::: SUPPLIED MATERIAL :::
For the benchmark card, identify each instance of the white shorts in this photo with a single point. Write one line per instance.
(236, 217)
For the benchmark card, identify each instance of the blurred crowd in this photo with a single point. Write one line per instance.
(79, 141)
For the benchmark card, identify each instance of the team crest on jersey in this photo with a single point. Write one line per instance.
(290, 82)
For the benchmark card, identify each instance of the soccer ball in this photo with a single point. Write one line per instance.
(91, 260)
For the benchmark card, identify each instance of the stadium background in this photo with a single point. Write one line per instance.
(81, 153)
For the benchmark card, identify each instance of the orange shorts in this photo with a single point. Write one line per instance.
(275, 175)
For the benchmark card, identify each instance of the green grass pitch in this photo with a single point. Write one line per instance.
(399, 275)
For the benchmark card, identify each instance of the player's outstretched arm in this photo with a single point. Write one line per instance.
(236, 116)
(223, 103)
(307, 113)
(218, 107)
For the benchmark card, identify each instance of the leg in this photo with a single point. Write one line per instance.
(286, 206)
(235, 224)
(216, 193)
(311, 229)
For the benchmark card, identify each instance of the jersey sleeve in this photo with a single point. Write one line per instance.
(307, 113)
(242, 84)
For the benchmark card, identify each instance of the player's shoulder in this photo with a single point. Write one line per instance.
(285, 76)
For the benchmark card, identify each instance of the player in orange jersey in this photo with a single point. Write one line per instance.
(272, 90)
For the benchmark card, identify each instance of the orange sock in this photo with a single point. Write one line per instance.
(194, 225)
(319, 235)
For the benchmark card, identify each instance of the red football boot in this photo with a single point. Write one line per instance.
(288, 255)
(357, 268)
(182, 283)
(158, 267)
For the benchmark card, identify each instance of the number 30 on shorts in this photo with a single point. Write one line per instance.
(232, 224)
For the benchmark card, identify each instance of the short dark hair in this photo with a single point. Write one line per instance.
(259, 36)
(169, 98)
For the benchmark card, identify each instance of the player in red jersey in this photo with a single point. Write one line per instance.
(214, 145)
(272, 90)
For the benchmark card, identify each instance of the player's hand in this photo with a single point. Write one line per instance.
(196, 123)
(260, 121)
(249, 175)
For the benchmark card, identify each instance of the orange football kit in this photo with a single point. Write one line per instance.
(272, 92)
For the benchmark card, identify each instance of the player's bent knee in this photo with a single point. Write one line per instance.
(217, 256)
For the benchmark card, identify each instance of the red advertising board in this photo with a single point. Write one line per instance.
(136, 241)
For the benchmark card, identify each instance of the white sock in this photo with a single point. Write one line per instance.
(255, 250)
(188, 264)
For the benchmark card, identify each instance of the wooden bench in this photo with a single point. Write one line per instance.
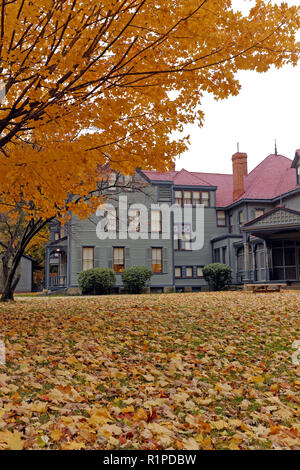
(264, 287)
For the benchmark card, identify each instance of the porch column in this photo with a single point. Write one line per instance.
(267, 261)
(47, 268)
(247, 262)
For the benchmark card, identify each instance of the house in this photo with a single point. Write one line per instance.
(25, 271)
(251, 222)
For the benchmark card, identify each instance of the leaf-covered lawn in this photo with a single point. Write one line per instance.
(179, 371)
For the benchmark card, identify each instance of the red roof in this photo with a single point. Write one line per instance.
(271, 178)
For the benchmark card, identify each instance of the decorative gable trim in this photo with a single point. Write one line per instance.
(280, 216)
(296, 161)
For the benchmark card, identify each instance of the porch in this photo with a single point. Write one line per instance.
(56, 267)
(271, 248)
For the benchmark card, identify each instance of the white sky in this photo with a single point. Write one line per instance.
(267, 107)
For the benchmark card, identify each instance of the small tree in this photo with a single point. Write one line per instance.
(135, 278)
(218, 276)
(97, 281)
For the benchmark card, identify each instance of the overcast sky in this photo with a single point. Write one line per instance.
(267, 107)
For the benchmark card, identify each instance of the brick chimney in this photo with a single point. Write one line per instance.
(239, 169)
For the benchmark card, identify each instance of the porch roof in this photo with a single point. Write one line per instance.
(275, 222)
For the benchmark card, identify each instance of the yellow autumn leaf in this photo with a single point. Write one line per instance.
(73, 445)
(56, 435)
(13, 440)
(99, 416)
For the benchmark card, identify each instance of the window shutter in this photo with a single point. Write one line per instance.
(165, 260)
(78, 259)
(127, 258)
(97, 257)
(149, 258)
(110, 258)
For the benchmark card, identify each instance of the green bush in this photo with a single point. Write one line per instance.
(218, 276)
(135, 278)
(97, 281)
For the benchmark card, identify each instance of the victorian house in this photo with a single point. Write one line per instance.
(251, 222)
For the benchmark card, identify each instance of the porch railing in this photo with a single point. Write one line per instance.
(58, 281)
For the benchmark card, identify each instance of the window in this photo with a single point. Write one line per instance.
(127, 181)
(178, 272)
(187, 198)
(63, 231)
(196, 198)
(87, 258)
(111, 182)
(205, 198)
(111, 216)
(259, 212)
(186, 237)
(199, 271)
(119, 263)
(182, 237)
(231, 227)
(134, 220)
(189, 271)
(241, 217)
(224, 254)
(156, 260)
(217, 258)
(156, 221)
(178, 198)
(221, 218)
:::
◆ STATED PROBLEM ◆
Reproduce all of the data exactly; the pictures do not belong in the copy.

◆ WORKED SOLUTION ◆
For the benchmark card, identify each instance of the white shorts in this photo with a single point. Write one line per instance.
(236, 217)
For the benchmark card, identify each instance of the blurred crowd in this photo with a single point. Write one line per instance.
(79, 141)
For the benchmark card, identify each instance of the team crest on jersey in this photo with a single point. Write one line per instance.
(290, 82)
For the benchmark card, identify each instance of the soccer ball in this photo with a single point. Write one line per instance.
(91, 260)
For the benchmark card, identify each instance of the stadium background in this photo with a single point. Write one line per instance.
(81, 153)
For the benchmark card, identify each instance of the orange shorts in this photo with a single point. Write one line per instance.
(275, 175)
For the benchmark card, identify each instance of the green grass pitch in this photo with a single point. Write one line per instance.
(399, 275)
For the benchmark card, identify each instance of the player's outstretched arm in this photo with a single point. Write one line per instance.
(236, 116)
(223, 103)
(307, 113)
(218, 107)
For the benchmark card, identify each instance of the leg in this photo with a single point. Write one line per instance.
(286, 206)
(235, 224)
(216, 193)
(311, 229)
For the benchmark card, identify each instance of the jersey sleeve in this photo with a single point. Write one line per instance.
(307, 113)
(242, 84)
For the benchmark card, identify each instance of the player's shoulder in this photo with a single point. Write one line per instance.
(285, 76)
For the benchmark card, identify each instance of the player in orange jersey in this photo with a single point. Write one line per instance.
(272, 90)
For the benchmark card, identify each instance of the orange sock in this photo with a single point. Write one line per instance.
(194, 225)
(319, 235)
For the benchmark card, identify each instance of the red football boot in this photo with a single point. Write one line per instance.
(288, 255)
(357, 268)
(182, 283)
(158, 267)
For the benchmark card, identify each instance of the number 30 on shorts in this photo with a single point. Write one line per instance.
(232, 224)
For the benchmark card, identify each instance of the short dark hair in this photo with a single point. Write one line per instance.
(259, 36)
(169, 98)
For the benchmark card, identify each instance of the player in red jersey in this photo with a single point. Write one line per instance.
(214, 145)
(272, 90)
For the benchmark card, identify each instance of the player's hand in this photo with a single point. Write one line per instance.
(196, 123)
(260, 121)
(249, 175)
For the benchmark card, identify each instance of the orange football kit in this photo with a single point. Write one line per instance.
(272, 92)
For the benchmark card, identify each instance of the player's bent knee in this photo with a single point. Write one line per instance.
(217, 256)
For the benchmark card, identify each instance of the red advertising board in this photo with a single point. Write one line per instance.
(136, 241)
For the benchmark card, identify each instance of the white sock in this photo with a single point. Write one line per instance.
(255, 250)
(188, 264)
For the benchmark card, identify each instance of the wooden bench in this photo with a single point. Write one line per instance.
(264, 287)
For the benchmark card, identify each instance of the porch column in this photo with a single point. Write one line per instance.
(267, 261)
(47, 268)
(247, 262)
For the benchmark card, identify each instance of the house in this photo with a single point. Write one line per instance.
(25, 271)
(251, 222)
For the benchmark card, identify each instance of the leaf-covered lawn in this photo with a single point. Write one line per instance.
(179, 371)
For the benchmark card, identify each instance of the red roof in this photo with a single point. Write one line per instance.
(271, 178)
For the benchmark card, identify each instance of the decorative gable trim in this photo with a single point. Write one line per instance.
(280, 216)
(296, 161)
For the benchmark card, identify each instance of the porch in this photo with a single point. Write one line per instance.
(56, 267)
(271, 248)
For the benchmark card, identify each instance of the white sky in this photo with a single point. Write one line per instance.
(267, 107)
For the benchmark card, identify each instance of the small tree in this photo with a single point. Write one line per instance.
(135, 278)
(218, 276)
(97, 281)
For the benchmark card, identify each instance of the overcast sky in this photo with a single point. Write one line per instance.
(267, 107)
For the benchmark card, identify each instance of the brick chimney in this photo with a single point. Write one line per instance.
(239, 169)
For the benchmark card, identify each instance of the porch roof in this photo with a single point. Write one line per instance.
(275, 222)
For the benchmark card, identify each instance of the yellow autumn leaf in this photo with a single point. Write one line per instance.
(73, 445)
(56, 435)
(13, 440)
(99, 416)
For the benchmark card, identify each instance of the window shutter in this photo with a single point. Write one line per instance.
(165, 260)
(78, 259)
(127, 258)
(97, 257)
(149, 258)
(110, 258)
For the benchmark card, identify each instance of the green bush in this photo with a single point. Write one line per instance.
(218, 276)
(135, 278)
(97, 281)
For the benchmark card, identify each instance of the victorian house in this photo with a single point. Write one line per instance.
(251, 222)
For the benchmark card, identify each instance of the porch railing in this photo with a single point. Write one line per instance.
(58, 281)
For the benchmark card, identify each instance of the window in this photo with a single point. Write one line per instance.
(127, 181)
(178, 272)
(187, 198)
(63, 231)
(196, 198)
(87, 258)
(111, 182)
(205, 198)
(111, 216)
(259, 212)
(186, 237)
(199, 271)
(119, 263)
(182, 237)
(231, 227)
(134, 220)
(189, 271)
(241, 217)
(224, 254)
(156, 260)
(217, 258)
(156, 221)
(178, 198)
(221, 218)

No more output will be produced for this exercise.